Collection entries
___
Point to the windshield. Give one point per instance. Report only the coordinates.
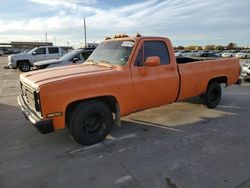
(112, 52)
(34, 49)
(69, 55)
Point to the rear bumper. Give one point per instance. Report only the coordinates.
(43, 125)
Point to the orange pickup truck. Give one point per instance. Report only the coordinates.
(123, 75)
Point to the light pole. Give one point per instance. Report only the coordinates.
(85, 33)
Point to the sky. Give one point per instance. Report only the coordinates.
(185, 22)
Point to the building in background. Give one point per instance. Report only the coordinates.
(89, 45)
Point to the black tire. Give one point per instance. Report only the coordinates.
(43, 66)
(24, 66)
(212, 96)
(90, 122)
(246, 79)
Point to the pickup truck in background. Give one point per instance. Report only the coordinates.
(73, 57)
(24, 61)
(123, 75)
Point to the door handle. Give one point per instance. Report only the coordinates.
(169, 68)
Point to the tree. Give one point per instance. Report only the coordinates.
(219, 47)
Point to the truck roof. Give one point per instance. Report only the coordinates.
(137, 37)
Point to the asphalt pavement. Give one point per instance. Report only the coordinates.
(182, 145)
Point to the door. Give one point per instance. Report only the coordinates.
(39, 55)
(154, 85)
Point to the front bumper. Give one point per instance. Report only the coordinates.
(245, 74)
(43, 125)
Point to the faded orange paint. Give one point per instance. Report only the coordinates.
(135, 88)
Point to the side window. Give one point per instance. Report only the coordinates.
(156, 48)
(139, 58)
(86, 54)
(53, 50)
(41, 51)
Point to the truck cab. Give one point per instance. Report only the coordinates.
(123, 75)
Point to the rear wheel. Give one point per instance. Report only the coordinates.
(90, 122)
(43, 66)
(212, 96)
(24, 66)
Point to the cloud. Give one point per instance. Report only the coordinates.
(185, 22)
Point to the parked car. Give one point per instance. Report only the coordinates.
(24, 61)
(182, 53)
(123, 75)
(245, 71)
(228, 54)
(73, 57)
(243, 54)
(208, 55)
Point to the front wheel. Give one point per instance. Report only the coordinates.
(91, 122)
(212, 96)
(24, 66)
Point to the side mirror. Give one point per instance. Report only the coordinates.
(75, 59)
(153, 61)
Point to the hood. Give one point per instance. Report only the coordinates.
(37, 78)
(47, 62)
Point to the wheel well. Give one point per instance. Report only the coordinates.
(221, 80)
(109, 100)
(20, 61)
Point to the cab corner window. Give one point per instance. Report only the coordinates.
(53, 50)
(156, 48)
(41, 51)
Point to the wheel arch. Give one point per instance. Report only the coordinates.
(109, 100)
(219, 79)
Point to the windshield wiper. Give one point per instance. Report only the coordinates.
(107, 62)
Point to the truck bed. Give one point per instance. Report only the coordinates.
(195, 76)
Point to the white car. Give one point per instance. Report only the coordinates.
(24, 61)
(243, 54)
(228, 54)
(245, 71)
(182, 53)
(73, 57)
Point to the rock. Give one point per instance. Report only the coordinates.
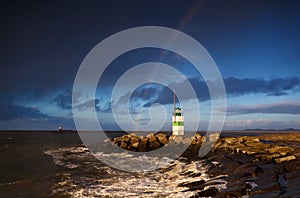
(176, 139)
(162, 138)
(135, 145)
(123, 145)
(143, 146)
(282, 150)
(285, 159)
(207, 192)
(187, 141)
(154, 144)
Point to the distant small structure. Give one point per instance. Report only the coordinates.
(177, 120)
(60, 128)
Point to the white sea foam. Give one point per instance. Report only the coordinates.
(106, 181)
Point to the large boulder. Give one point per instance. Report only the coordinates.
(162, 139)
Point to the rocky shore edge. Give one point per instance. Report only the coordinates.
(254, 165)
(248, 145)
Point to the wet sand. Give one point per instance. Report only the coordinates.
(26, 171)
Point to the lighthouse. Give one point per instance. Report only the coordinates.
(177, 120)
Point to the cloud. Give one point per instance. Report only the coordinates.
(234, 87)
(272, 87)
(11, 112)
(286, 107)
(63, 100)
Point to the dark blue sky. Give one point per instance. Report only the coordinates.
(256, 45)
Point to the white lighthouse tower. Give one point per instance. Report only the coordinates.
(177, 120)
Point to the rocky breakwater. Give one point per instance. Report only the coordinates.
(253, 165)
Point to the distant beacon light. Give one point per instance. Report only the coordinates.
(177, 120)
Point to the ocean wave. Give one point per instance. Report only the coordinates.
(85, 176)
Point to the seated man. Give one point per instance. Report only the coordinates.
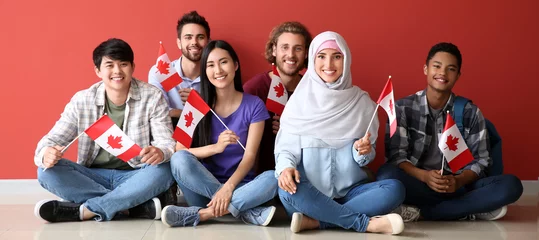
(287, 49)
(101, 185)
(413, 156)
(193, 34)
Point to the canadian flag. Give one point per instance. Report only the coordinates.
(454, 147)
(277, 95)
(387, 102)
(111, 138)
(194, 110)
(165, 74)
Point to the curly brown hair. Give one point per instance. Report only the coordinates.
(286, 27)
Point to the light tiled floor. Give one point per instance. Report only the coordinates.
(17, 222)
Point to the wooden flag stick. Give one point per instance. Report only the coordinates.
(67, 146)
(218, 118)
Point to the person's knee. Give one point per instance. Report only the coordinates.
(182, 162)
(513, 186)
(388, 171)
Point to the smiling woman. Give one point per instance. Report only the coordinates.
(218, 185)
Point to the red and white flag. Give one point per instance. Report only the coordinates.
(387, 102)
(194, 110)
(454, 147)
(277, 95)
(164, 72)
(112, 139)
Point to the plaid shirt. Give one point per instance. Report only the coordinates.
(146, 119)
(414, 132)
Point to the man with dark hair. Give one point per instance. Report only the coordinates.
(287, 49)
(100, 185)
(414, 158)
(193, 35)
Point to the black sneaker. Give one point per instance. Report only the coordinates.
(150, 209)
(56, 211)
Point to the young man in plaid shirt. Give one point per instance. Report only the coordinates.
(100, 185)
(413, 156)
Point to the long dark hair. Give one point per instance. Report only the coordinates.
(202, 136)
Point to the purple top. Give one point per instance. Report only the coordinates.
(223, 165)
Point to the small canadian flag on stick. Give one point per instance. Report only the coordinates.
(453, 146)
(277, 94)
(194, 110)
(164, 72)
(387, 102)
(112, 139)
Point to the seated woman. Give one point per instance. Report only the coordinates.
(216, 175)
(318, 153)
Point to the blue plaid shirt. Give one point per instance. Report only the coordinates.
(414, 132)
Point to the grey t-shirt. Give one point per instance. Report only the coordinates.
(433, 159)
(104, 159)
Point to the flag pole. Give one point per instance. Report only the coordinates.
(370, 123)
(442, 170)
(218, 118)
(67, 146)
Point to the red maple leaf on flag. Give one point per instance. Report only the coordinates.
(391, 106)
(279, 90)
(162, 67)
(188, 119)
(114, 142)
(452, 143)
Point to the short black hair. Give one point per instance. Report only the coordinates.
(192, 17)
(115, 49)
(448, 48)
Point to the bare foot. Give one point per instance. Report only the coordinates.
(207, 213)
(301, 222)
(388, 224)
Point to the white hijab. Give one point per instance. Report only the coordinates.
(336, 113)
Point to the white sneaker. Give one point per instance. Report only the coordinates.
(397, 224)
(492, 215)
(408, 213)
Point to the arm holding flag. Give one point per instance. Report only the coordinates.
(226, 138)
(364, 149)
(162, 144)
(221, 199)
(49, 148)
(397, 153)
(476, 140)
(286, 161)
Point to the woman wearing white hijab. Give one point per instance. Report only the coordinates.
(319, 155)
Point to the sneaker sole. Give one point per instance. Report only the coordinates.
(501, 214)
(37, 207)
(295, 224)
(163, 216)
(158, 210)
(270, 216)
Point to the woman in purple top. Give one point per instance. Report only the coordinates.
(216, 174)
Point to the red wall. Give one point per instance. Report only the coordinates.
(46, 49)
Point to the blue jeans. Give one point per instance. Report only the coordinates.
___
_PROBLEM REQUIREMENTS_
Quote every entry exactly, with the pictures omitted.

_EXERCISE ANSWER_
Point to the windshield. Give one point per instance. Report only the coordinates.
(112, 52)
(34, 49)
(69, 55)
Point to the rear bumper. Give one point per instance. Report only the coordinates.
(43, 125)
Point to the orange pickup truck. Give one point per instance. Report only the coordinates.
(123, 75)
Point to the light pole. Give one point per instance. Report only the coordinates.
(85, 33)
Point to the sky. Give one point per instance. Report only the coordinates.
(185, 22)
Point to the building in background. Give one point per instance. Report only the coordinates.
(89, 45)
Point to the black tire. Give one point per instance. Report only the coordinates.
(43, 66)
(24, 66)
(212, 96)
(90, 122)
(246, 79)
Point to the pickup truck in background. Give one point per instance. Report only the coordinates.
(73, 57)
(24, 61)
(123, 75)
Point to the door handle. Give one point per instance. Report only the coordinates.
(169, 68)
Point to the tree. Give one point per instance. Report only the coordinates.
(219, 47)
Point to the truck roof. Give one point per instance. Report only the coordinates.
(137, 37)
Point to the asphalt pavement. Give one point per instance. Report only the coordinates.
(182, 145)
Point to the door. Give one point per instance. Report only the coordinates.
(39, 55)
(154, 85)
Point to the front bumper. Give one point per instance. Report only the coordinates.
(245, 74)
(43, 125)
Point to the faded orange paint. Give one point per instance. Report only the coordinates.
(135, 88)
Point to the side window. Give one point per instance. Report only the coordinates.
(156, 48)
(139, 58)
(86, 54)
(53, 50)
(41, 51)
Point to the truck cab. Give one point per instance. Report only the coordinates.
(123, 75)
Point to the rear wheel. Give one point per instance. Report only the coordinates.
(90, 122)
(43, 66)
(212, 96)
(24, 66)
Point to the cloud. Give one point per instance. Report only the coordinates.
(185, 22)
Point to the parked car. Give one point per instance. Report only the coordinates.
(24, 61)
(182, 53)
(123, 75)
(245, 71)
(228, 54)
(73, 57)
(243, 54)
(208, 55)
Point to the front wheel. Give one point per instance. Report only the coordinates.
(91, 122)
(212, 96)
(24, 66)
Point to the side mirror. Give one point per instance. Report only the coordinates.
(75, 59)
(153, 61)
Point to the hood. Give one point per instance. Report only the coordinates.
(37, 78)
(47, 62)
Point to the wheel well. Give one point per instance. Report only the coordinates.
(221, 80)
(109, 100)
(20, 61)
Point to the cab corner window. Give one point per instance. Report only the coordinates.
(53, 50)
(156, 48)
(41, 51)
Point to the wheel arch. Give one point per instance. Report only the coordinates.
(109, 100)
(219, 79)
Point to the windshield wiper. Give one point per instance. Report only the coordinates.
(107, 62)
Point to the truck bed. Give one point per instance. Report only the coordinates.
(195, 76)
Point to the white car. Give one point per instance. Report only the coordinates.
(24, 61)
(243, 54)
(228, 54)
(245, 71)
(182, 53)
(73, 57)
Point to the rock. Give one point per instance. Report only the coordinates.
(176, 139)
(162, 138)
(135, 145)
(123, 145)
(143, 146)
(282, 150)
(285, 159)
(207, 192)
(187, 141)
(154, 144)
Point to the distant small structure. Give one point per instance. Report only the coordinates.
(177, 120)
(60, 128)
Point to the white sea foam. Give one point per instance. Report only the coordinates.
(106, 181)
Point to the large boulder. Give one point per instance. Report only the coordinates.
(162, 139)
Point to the rocky shore edge. Give one point per instance. Report only the coordinates.
(254, 165)
(248, 145)
Point to the wet sand. Give one point per instance. Report only the coordinates.
(26, 171)
Point to the lighthouse. Give one point per instance. Report only the coordinates.
(177, 120)
Point to the cloud. Give one point per instance. Report only the coordinates.
(234, 87)
(272, 87)
(11, 112)
(286, 107)
(63, 100)
Point to the dark blue sky. Give one point per instance. Report only the coordinates.
(256, 45)
Point to the white lighthouse tower. Give one point per instance. Report only the coordinates.
(177, 120)
Point to the rocky breakwater. Give one point per instance. Report only the coordinates.
(253, 165)
Point to the distant beacon light. Give one point per instance. Report only the coordinates.
(177, 120)
Point to the ocean wave. Give one point per instance. Report only the coordinates.
(85, 176)
Point to the seated man. Give one point per instance. Report only the coordinates.
(287, 49)
(101, 185)
(413, 156)
(193, 34)
Point to the canadian flag. Give one point per instance. Report only the coordinates.
(454, 147)
(277, 95)
(387, 102)
(111, 138)
(194, 110)
(165, 74)
Point to the curly brown hair. Give one point per instance. Report only the coordinates.
(286, 27)
Point to the light tiled floor. Give one point per instance. Report only the coordinates.
(17, 222)
Point to the wooden flag stick. Give one point per instance. Report only the coordinates.
(67, 146)
(218, 118)
Point to the person's knee. Give one point per instance. Report only the coordinates.
(182, 162)
(513, 186)
(388, 171)
Point to the smiling woman. Give one point per instance. Report only the coordinates.
(218, 185)
Point to the red and white flag. Give one point per instance. Report only the coordinates.
(387, 102)
(194, 110)
(454, 147)
(277, 95)
(164, 72)
(112, 139)
Point to the plaid shirt. Give one point per instance. Report only the coordinates.
(146, 119)
(414, 132)
Point to the man with dark hair. Give one point per instance. Report only the coordinates.
(287, 49)
(100, 185)
(414, 158)
(193, 35)
Point to the black sneaker. Give one point per instance. Report only the coordinates.
(150, 209)
(56, 211)
Point to the young man in plaid shirt. Give one point per instance. Report only the coordinates.
(100, 185)
(413, 156)
Point to the long dark hair. Give one point per instance. Report only the coordinates.
(202, 136)
Point to the purple top. Give one point per instance. Report only the coordinates.
(223, 165)
Point to the small canadian flag on stick. Give one point per instance. Report only the coordinates.
(453, 146)
(277, 94)
(194, 110)
(164, 72)
(387, 102)
(112, 139)
Point to the seated woman. Give one point per instance. Report only the coordinates.
(216, 175)
(318, 153)
Point to the blue plaid shirt. Give one point per instance. Report only the coordinates.
(414, 132)
Point to the grey t-shirt. Give one point per instance. Report only the coordinates.
(433, 159)
(104, 159)
Point to the flag pole. Give one point per instance. Report only the coordinates.
(370, 123)
(442, 170)
(218, 118)
(67, 146)
Point to the red maple leaf on flag. Give one point per instance. Report only the coordinates.
(391, 106)
(279, 90)
(162, 67)
(188, 119)
(114, 142)
(452, 143)
Point to the short black hair. Give one point per instance. Report only the coordinates.
(192, 17)
(115, 49)
(448, 48)
Point to the bare foot. Give one point per instance. Report only the coordinates.
(207, 213)
(301, 222)
(388, 224)
Point to the white hijab. Give one point per instance. Report only the coordinates.
(336, 113)
Point to the white sneaker. Give one point per instance. Report only the coordinates.
(397, 224)
(492, 215)
(408, 213)
Point to the arm holding flag. Give one point per instance. Report only the coordinates.
(226, 138)
(364, 149)
(162, 144)
(221, 199)
(49, 148)
(397, 153)
(476, 140)
(286, 161)
Point to the woman wearing white hijab. Give one point per instance. Report only the coordinates.
(319, 155)
Point to the sneaker sole. Give one point per instance. Report only the coordinates.
(501, 214)
(37, 207)
(295, 224)
(163, 216)
(158, 210)
(270, 216)
Point to the woman in purple top. Give one point per instance. Report only the coordinates.
(216, 174)
Point to the red wall. Give one point per instance. Report only the coordinates.
(46, 49)
Point to the blue jeans. Give one point per instance. Report only the coordinates.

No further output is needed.